Repeat the listing exactly as given, omitting every image.

══ EXCERPTED DATA ══

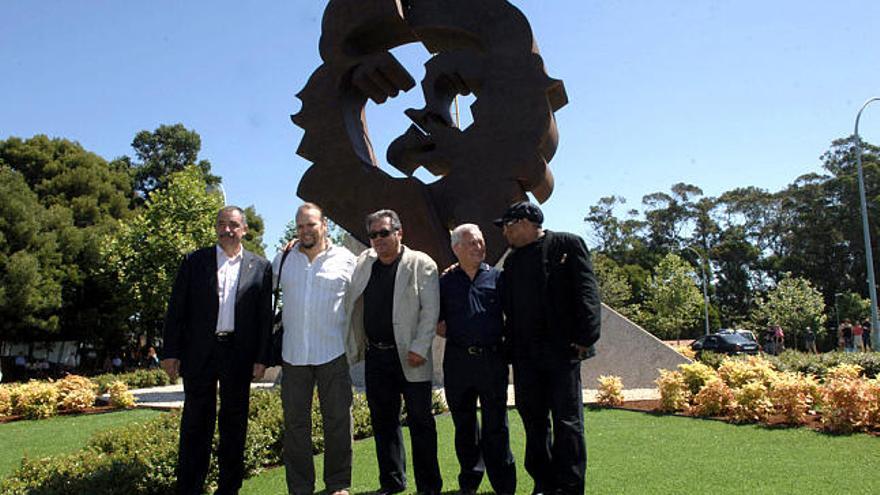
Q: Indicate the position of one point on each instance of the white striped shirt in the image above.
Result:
(313, 311)
(227, 286)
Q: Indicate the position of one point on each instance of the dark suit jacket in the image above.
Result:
(191, 321)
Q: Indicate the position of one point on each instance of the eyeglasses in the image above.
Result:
(380, 233)
(513, 221)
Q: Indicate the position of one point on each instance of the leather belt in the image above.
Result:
(380, 346)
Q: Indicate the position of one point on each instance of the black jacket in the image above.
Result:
(191, 321)
(570, 293)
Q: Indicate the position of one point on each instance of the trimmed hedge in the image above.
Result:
(133, 379)
(140, 458)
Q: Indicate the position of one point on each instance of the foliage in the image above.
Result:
(714, 399)
(695, 375)
(162, 153)
(794, 305)
(819, 364)
(133, 379)
(146, 250)
(5, 401)
(673, 300)
(120, 397)
(36, 400)
(610, 391)
(793, 395)
(58, 201)
(75, 393)
(674, 393)
(844, 402)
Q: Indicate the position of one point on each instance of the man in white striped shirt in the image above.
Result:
(314, 278)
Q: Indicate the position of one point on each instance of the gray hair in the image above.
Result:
(379, 215)
(230, 208)
(458, 232)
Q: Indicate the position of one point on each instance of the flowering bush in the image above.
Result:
(674, 393)
(793, 395)
(610, 391)
(75, 393)
(844, 372)
(751, 403)
(739, 372)
(120, 397)
(36, 400)
(714, 399)
(696, 375)
(844, 402)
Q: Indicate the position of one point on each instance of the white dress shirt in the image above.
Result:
(313, 312)
(227, 285)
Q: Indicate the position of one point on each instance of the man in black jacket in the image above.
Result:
(551, 300)
(217, 328)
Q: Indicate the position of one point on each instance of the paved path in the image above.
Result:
(171, 396)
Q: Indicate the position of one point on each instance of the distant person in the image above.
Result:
(474, 365)
(858, 331)
(217, 329)
(810, 340)
(314, 277)
(393, 305)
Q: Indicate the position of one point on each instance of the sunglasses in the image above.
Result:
(380, 233)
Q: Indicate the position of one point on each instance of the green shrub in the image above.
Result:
(36, 400)
(133, 379)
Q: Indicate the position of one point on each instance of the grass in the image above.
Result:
(58, 435)
(638, 453)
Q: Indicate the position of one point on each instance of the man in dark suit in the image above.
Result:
(217, 329)
(551, 300)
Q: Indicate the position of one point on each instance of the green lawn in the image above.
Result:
(57, 435)
(638, 453)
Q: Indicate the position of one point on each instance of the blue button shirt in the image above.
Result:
(472, 308)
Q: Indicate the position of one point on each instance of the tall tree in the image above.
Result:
(146, 251)
(166, 150)
(673, 300)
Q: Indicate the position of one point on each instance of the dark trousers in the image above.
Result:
(483, 376)
(548, 385)
(334, 395)
(199, 415)
(385, 384)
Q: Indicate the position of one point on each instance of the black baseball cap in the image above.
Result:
(519, 211)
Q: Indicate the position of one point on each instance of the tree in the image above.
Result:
(673, 300)
(146, 251)
(79, 198)
(162, 152)
(794, 305)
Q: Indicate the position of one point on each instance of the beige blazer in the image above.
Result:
(414, 315)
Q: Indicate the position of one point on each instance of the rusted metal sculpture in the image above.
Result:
(484, 47)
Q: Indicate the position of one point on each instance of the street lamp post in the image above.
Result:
(705, 293)
(869, 258)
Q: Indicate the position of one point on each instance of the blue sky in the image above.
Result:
(720, 94)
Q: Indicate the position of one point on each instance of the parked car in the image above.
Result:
(731, 343)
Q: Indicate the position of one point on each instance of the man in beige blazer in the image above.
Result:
(393, 304)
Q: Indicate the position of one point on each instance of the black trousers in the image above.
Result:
(483, 376)
(199, 415)
(385, 384)
(548, 385)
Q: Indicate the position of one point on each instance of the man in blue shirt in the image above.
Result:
(474, 365)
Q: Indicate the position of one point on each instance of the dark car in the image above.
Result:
(731, 343)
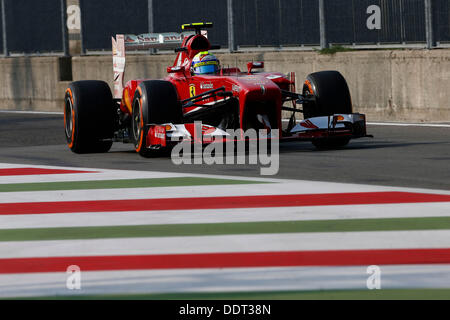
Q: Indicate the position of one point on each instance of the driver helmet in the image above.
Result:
(204, 63)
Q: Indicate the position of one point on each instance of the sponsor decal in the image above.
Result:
(206, 86)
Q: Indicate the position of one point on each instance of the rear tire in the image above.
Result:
(154, 102)
(332, 96)
(89, 116)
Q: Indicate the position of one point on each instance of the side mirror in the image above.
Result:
(254, 65)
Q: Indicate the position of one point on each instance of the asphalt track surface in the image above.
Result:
(405, 156)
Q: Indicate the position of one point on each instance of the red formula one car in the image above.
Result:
(155, 114)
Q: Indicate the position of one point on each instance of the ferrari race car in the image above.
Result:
(156, 114)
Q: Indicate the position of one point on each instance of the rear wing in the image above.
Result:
(146, 41)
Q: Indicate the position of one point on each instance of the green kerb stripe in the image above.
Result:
(390, 294)
(123, 183)
(211, 229)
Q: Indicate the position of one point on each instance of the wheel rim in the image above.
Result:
(68, 119)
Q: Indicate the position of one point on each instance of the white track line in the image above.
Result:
(228, 243)
(224, 280)
(128, 218)
(395, 124)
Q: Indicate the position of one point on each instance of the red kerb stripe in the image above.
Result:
(293, 200)
(229, 260)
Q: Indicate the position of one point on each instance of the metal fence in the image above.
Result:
(39, 27)
(33, 27)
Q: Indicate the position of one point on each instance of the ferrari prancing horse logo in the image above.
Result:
(192, 90)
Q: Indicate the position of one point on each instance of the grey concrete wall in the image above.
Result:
(399, 85)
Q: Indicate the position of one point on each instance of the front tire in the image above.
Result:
(154, 102)
(89, 116)
(331, 96)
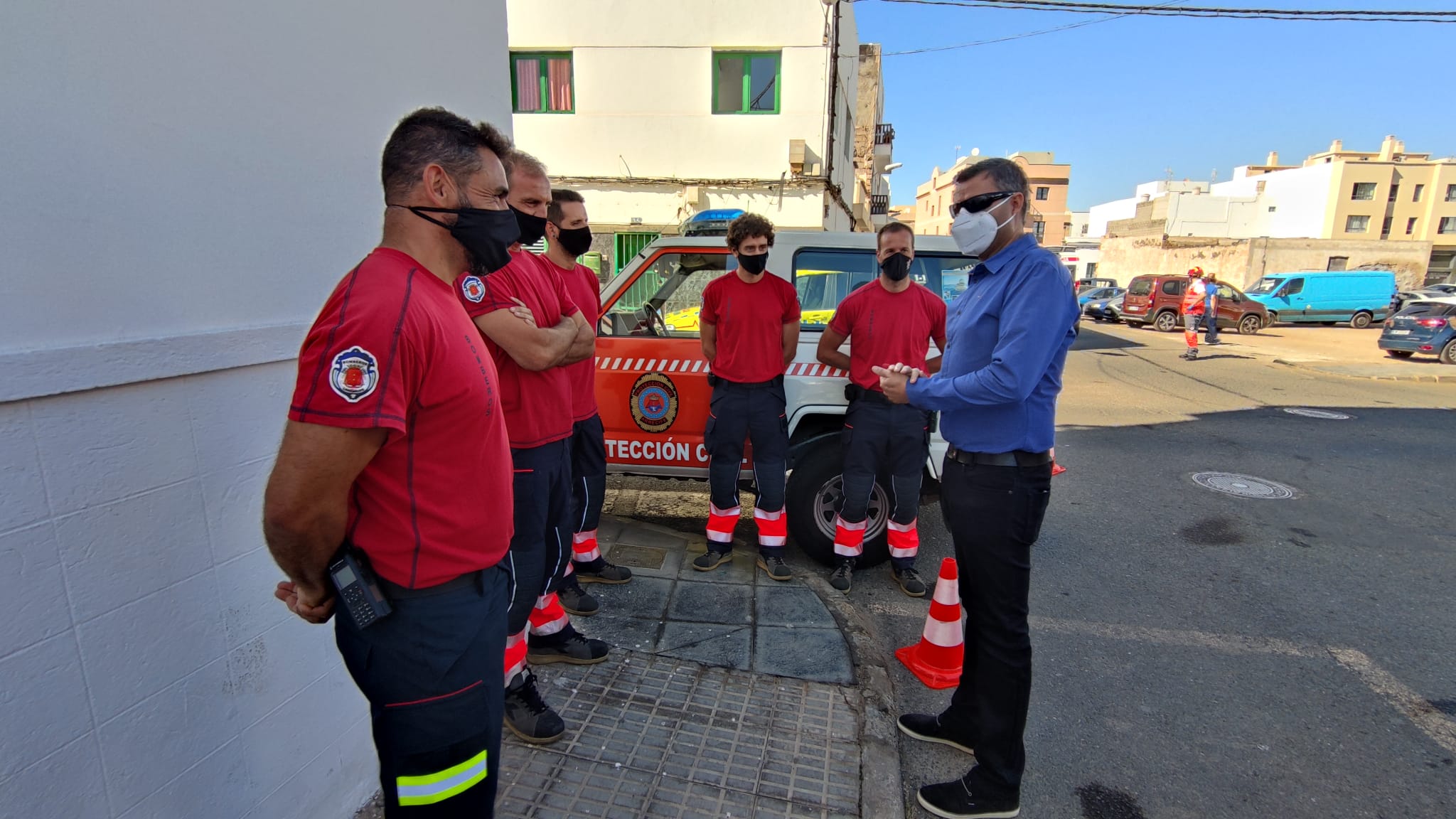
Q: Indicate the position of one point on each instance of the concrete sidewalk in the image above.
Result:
(727, 694)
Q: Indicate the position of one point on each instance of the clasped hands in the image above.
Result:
(894, 379)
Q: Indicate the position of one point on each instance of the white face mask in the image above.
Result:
(975, 232)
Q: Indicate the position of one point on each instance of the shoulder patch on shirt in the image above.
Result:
(354, 373)
(473, 289)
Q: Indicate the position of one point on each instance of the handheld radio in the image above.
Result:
(358, 588)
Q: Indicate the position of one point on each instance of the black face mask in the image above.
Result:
(575, 241)
(896, 267)
(532, 226)
(483, 233)
(753, 264)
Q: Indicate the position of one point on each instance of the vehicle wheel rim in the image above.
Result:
(826, 508)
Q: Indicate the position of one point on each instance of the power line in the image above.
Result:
(1014, 36)
(1123, 9)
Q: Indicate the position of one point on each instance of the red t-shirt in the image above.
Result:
(750, 323)
(887, 328)
(537, 402)
(584, 290)
(392, 348)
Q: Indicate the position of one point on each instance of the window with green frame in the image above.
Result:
(746, 82)
(542, 82)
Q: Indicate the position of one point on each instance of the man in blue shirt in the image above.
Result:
(1007, 343)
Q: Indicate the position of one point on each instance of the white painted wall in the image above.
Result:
(1300, 197)
(191, 178)
(644, 75)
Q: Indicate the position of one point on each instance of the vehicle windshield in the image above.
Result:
(1265, 286)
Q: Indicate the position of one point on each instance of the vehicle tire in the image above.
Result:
(813, 503)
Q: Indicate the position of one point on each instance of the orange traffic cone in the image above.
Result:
(936, 659)
(1056, 469)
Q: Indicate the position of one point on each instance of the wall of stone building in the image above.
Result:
(184, 186)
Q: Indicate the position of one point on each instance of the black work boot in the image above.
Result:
(601, 572)
(529, 716)
(569, 646)
(577, 601)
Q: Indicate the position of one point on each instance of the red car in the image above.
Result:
(1157, 299)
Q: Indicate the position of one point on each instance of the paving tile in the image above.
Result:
(711, 645)
(621, 631)
(644, 596)
(805, 653)
(791, 605)
(711, 602)
(647, 562)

═══

**RESULT OF THE EXERCISE**.
Q: Indicate the position of one point on each instance of the white striped shirt in the image above.
Result:
(313, 311)
(227, 286)
Q: Indicate the position of one point on each instance of the dark suit jacket in the image above.
Result:
(191, 321)
Q: Indicate the position of one point on each instance of the eyeglasses in the image above.
Result:
(380, 233)
(513, 221)
Q: Indicate the position of one point on each instance of the leather belt in the image above.
Result:
(380, 346)
Q: Indicate the position of one point on each instance of the black jacket in the image above.
Result:
(191, 321)
(570, 293)
Q: Indicate the position of one point on each instance of the trimmed hedge in the image above.
Result:
(133, 379)
(140, 458)
Q: Indicate the position of one point on each instance of the foliage in the image above.
Result:
(714, 399)
(695, 375)
(162, 153)
(794, 305)
(819, 364)
(133, 379)
(146, 250)
(5, 401)
(673, 300)
(120, 397)
(36, 400)
(610, 391)
(793, 395)
(58, 201)
(75, 393)
(674, 393)
(844, 402)
Q: Indicate the position of one point on each instance of the man in white striped shirt in the image above.
Result:
(314, 278)
Q: Indicate the position of one point on each instance of the gray hair in the image above.
Result:
(379, 215)
(230, 208)
(458, 232)
Q: Indicate the position of one point on each instance of the flowering bush in the image above.
Result:
(674, 393)
(793, 395)
(610, 391)
(75, 393)
(844, 372)
(751, 403)
(739, 372)
(120, 397)
(36, 400)
(714, 399)
(696, 375)
(844, 402)
Q: Indicate the position of one point on each instance of the white dress shirt in the image above.
Result:
(313, 312)
(227, 285)
Q: Indicate the position of one point on each instance of the man in black jacket in the image above.
Result:
(551, 300)
(217, 328)
Q: Indicate the position of one point on each instance of the paved path in the image above.
Result:
(171, 396)
Q: Indicate the position of one point on each instance of the distant person in the image above.
Result:
(474, 365)
(858, 331)
(217, 329)
(810, 340)
(314, 277)
(393, 305)
Q: Indicate the position of one point on each instance of the sunglasses in the image above.
Result:
(380, 233)
Q: Indicate the position of one point on each instance of the green shrub in the image above.
Result:
(36, 400)
(133, 379)
Q: Indicate the position of one point on each instance of the grass in the image above.
Result:
(58, 435)
(638, 453)
Q: Indicate the position of one point on each instance of the man in dark suit in the image above.
Result:
(217, 329)
(551, 300)
Q: Indicate the position of one point on each instance of the green lawn in the image above.
Result:
(57, 435)
(638, 453)
Q: Indicate the position of one point on each instance of the blue button shirt in the image above.
Result:
(472, 308)
Q: Indicate the position of one point on each instance of the tall tree in the image above.
Result:
(146, 251)
(166, 150)
(673, 300)
Q: Indicate the position of one point on each instance of the dark trousers in the image above.
Result:
(483, 376)
(548, 385)
(334, 395)
(199, 415)
(385, 384)
Q: Indicate the position of one point on each instance of the black baseball cap in the image above.
Result:
(519, 211)
Q: Indicate the position of one point on each instance of the tree in the image above.
Result:
(673, 300)
(146, 251)
(79, 198)
(162, 152)
(794, 305)
Q: Indicate the position of one point on each instance of the beige blazer in the image above.
Result:
(414, 315)
Q: Indicate the position of one point on each instance of the rusted metal sculpture in the image above.
Result:
(484, 47)
Q: Indicate the position of one point on each instance of the street lamp post in the image above.
Result:
(705, 293)
(869, 258)
Q: Indicate the position of one point on each instance of the blue sky in the image above.
Result:
(720, 94)
Q: Indicate the position of one point on each instance of the parked car in the image above.
Result:
(731, 343)
Q: Indicate the position of one point on each instance of the man in beige blazer in the image above.
Result:
(393, 304)
Q: Indicate the position of one point on each instance of the black trousers in the image above.
Result:
(483, 376)
(199, 415)
(385, 384)
(548, 385)
Q: Indicate the position of one point on each instance of the man in blue shirt in the image above.
Result:
(474, 365)
Q: Indicate the position of one point on each instance of the dark car in the image above.
Result:
(731, 343)
Q: Indicate the position of one point on each instance of the driver helmet in the image above.
Result:
(204, 63)
Q: Indicate the position of one point on each instance of the sponsor decal in the image above.
Result:
(206, 86)
Q: Indicate the position of one point on each instance of the rear tire in the image above.
Result:
(154, 102)
(332, 96)
(89, 116)
Q: Indicate the position of one point on each instance of the side mirror in the image above.
Result:
(254, 65)
Q: Indicate the position of one point on each instance of the asphalt track surface in the image above.
Result:
(405, 156)
Q: Indicate the position of one point on each instance of the red formula one car in the image above.
Result:
(155, 114)
Q: Indicate the position of one point on each instance of the ferrari race car in the image above.
Result:
(156, 114)
Q: Indicate the position of one point on each instance of the rear wing in the image above.
Result:
(146, 41)
Q: Indicate the position of one point on each instance of the green kerb stripe in the image above.
Result:
(390, 294)
(123, 183)
(211, 229)
Q: Indicate the position of one point on each instance of the wheel rim in the image above.
Result:
(68, 119)
Q: Indicate the position of one point on each instance of the white track line in the image above.
Result:
(228, 243)
(224, 280)
(128, 218)
(395, 124)
Q: Indicate the position of one point on each instance of the red kerb stripe in the image above.
Result:
(293, 200)
(229, 260)
Q: Indicate the position of one point on each instance of the metal fence in the image above.
Result:
(39, 27)
(33, 27)
Q: Indicate the position of one point on each instance of the ferrari prancing horse logo in the image above.
Result:
(192, 90)
Q: Indicate the position of one point on each instance of the grey concrete wall in the image above.
Result:
(399, 85)
Q: Indicate the position of one point on each instance of the front tire in the image above.
Result:
(154, 102)
(89, 116)
(331, 96)
Q: Indicate the position of one point on each instance of the concrete sidewalk in the image above.
Result:
(727, 694)
Q: Indicate the position of one point on each instance of the clasped hands in the image above.
Result:
(894, 379)
Q: Indicate the position of one point on each instance of the white face mask in the image above.
Result:
(975, 232)
Q: Indicate the position of one point on each instance of the shoulder patch on shirt in the image above.
Result:
(354, 373)
(473, 289)
Q: Indicate the position of one point on each instance of the handheld radio in the image above.
Result:
(358, 588)
Q: Indicate the position of one point on each instance of the black face mask in the image above.
Result:
(575, 241)
(896, 267)
(532, 226)
(483, 233)
(753, 264)
Q: Indicate the position of one point on each instance of the vehicle wheel rim in the image above.
Result:
(826, 508)
Q: Indicate the position of one point on each instance of the power line in the image above.
Result:
(1014, 36)
(1123, 9)
Q: Indicate the position of one point on each instance of the red t-shirt in the image above.
Result:
(750, 323)
(887, 328)
(537, 402)
(584, 290)
(392, 348)
Q: Indicate the position of one point on each instance of the window with green frame in the image above.
Result:
(746, 82)
(542, 82)
Q: Indicate the position of one point on each instance of the man in blue shirt in the image above.
Result:
(1007, 343)
Q: Indicate the position of one point on each instance of the white painted wall in the image above.
Result:
(1300, 197)
(191, 178)
(644, 75)
Q: Indicate the position of one point on each instance of the vehicle windshield in the image above.
Result:
(1265, 286)
Q: Indicate the position of one point on each instance of the vehicle tire in the image above.
Result:
(813, 503)
Q: Indicate the position of one point on each instance of the orange traffic cone in the image above.
Result:
(936, 659)
(1056, 469)
Q: Indicate the position of one point on each instance of the wall of stone building in the image above.
Result:
(184, 186)
Q: Indicate the position of one point on each instance of the black work boot in the image above.
Result:
(601, 572)
(529, 716)
(569, 646)
(577, 601)
Q: Indicate the position of one point on each instance of the red car in the image above.
Result:
(1157, 299)
Q: Indicate the position of one point on each instance of the paving tile in the image above.
Result:
(711, 645)
(621, 631)
(644, 596)
(805, 653)
(791, 605)
(711, 602)
(647, 562)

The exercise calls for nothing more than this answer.